* **What this task involves**:
Down to the last line, repeat the entries exactly and drop any image.

* **Data extract**:

┌────────

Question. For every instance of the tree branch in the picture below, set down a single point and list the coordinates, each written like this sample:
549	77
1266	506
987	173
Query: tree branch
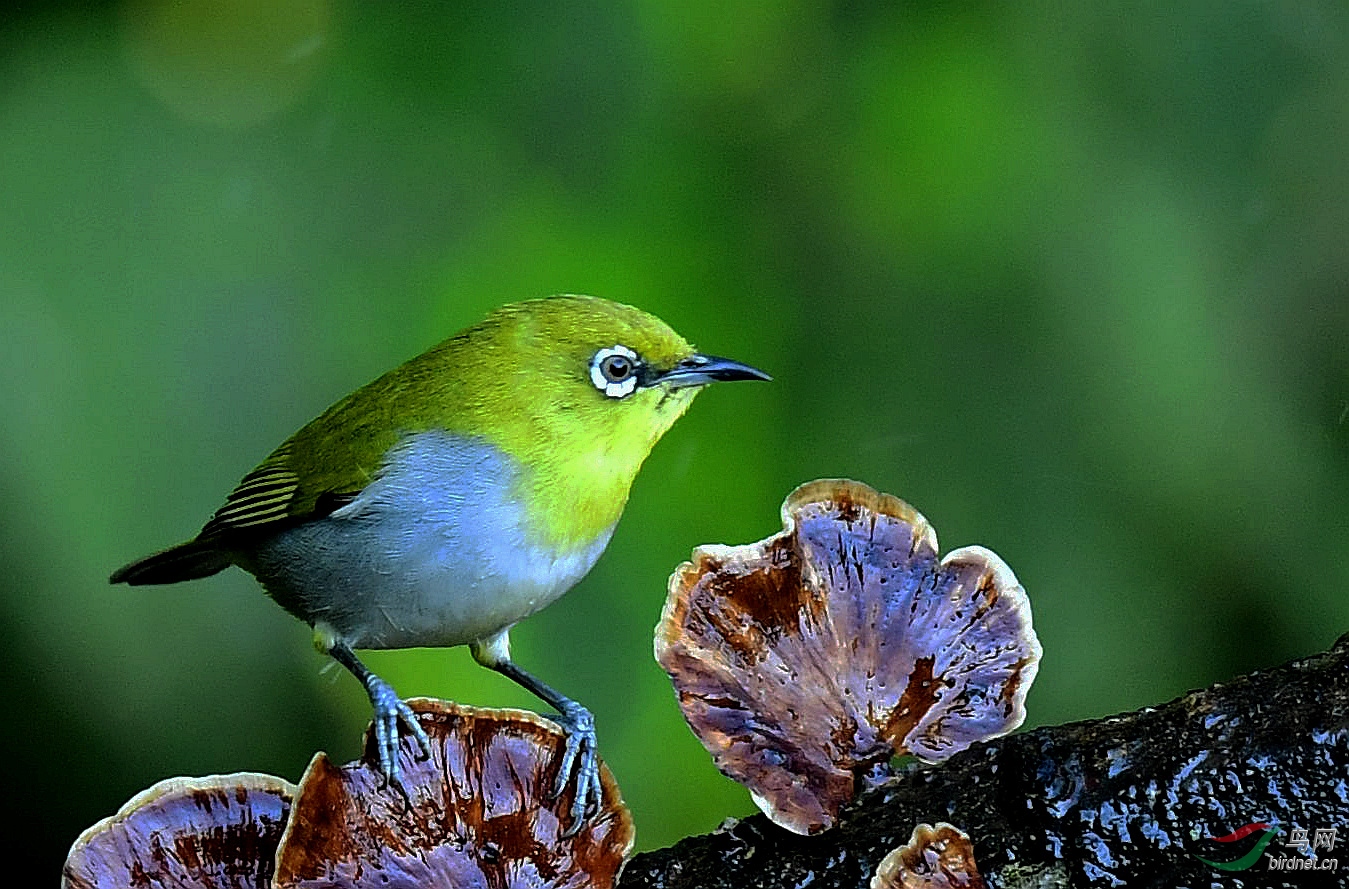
1125	800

└────────

* **Output below**:
Question. For every instance of the tree branch in the picture below, set down a single point and list the coordinates, each written like this sample:
549	77
1266	506
987	173
Query: tree branch
1125	800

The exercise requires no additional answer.